**TASK GOAL**. Print all the data that follows exactly, images excluded.

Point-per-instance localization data
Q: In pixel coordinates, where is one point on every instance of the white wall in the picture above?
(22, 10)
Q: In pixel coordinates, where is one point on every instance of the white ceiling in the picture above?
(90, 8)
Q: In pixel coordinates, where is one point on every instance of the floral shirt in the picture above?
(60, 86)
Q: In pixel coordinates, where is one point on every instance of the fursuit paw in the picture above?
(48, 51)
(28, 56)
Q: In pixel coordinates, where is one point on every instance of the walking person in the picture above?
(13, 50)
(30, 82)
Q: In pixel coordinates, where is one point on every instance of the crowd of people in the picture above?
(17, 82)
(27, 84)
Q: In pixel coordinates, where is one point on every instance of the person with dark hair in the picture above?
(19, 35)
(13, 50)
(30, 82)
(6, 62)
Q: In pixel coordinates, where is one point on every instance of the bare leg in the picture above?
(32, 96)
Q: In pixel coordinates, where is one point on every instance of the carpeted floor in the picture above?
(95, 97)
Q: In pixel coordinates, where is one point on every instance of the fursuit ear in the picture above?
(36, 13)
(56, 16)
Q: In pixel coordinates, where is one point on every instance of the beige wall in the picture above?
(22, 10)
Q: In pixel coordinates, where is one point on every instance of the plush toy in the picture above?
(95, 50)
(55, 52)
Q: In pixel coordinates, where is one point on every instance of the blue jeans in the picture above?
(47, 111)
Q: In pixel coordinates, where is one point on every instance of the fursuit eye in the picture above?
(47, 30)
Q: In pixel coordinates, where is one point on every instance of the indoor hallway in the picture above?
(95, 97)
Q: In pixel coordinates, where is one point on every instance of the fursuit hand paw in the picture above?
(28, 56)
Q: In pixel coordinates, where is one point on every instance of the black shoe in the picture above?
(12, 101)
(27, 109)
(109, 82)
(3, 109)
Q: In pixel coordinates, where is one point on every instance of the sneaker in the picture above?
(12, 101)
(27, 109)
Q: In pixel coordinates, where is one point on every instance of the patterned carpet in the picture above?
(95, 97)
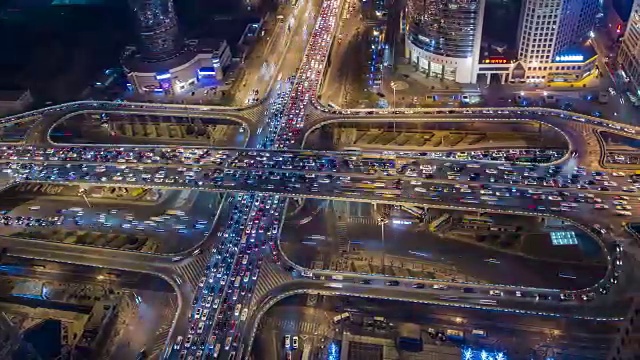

**TASK RESULT**.
Q: In pixel coordinates, where is one point on every instance of the white wall in the picture above?
(22, 10)
Q: In pixel coordinates, where is one point on every instance of the white ceiling in the picture above?
(90, 8)
Q: In pixel coordinates, where is one point on every instance of the floral shirt in the picture above?
(60, 86)
Q: In pixel coordinates, where is one point on every instance of the fursuit paw in the picture above?
(48, 51)
(28, 56)
Q: In pixel coordinates, where is one point on every instance of the walking person in the picture above?
(13, 50)
(30, 82)
Q: In pixel coordinates, where is one point on every instance of the crowd of people in the picture above?
(17, 82)
(27, 84)
Q: In pixel coordinates, where is one point on every instance of the person with dark hair in the picture above?
(19, 35)
(13, 50)
(30, 82)
(6, 62)
Q: In pixel coordinates, where is one point on every instance of the bare leg in the picture above?
(32, 96)
Q: In pixel coordinates, where is one point on every instance of the carpeted floor in the picture above?
(95, 97)
Q: In pixel coordinates, where is one point on every instance of the fursuit ear in the picture above?
(36, 13)
(56, 16)
Q: In pixel coordinates, where is one point on every instance of the beige wall in the picture above?
(22, 10)
Q: In pixel coordinates, where is one point on every instance of the plush toy in the picture above?
(95, 50)
(55, 52)
Q: In pixel coordinates, where is one point on every instance of the blue jeans in the picture above?
(47, 111)
Q: In pixel coordinates, where is one point on every instance of the fursuit eye in the picture above?
(47, 30)
Q: In pixel coordinates, where is one point on every instance of the indoor hallway in the picture above?
(95, 97)
Q: In pixel coordinates, where is one point on every instance of the fursuit hand paw in the picture above?
(28, 56)
Q: In pixel coordinates, where is one point on every instance of the black shoe in the picture above?
(12, 101)
(27, 109)
(109, 82)
(3, 109)
Q: In pixel coordinates, where is one point on every instance of the sneaker in the picture above?
(12, 101)
(27, 109)
Q: In pixel coordinates, where is one point on every instance of the patterned carpet in the picture above?
(95, 97)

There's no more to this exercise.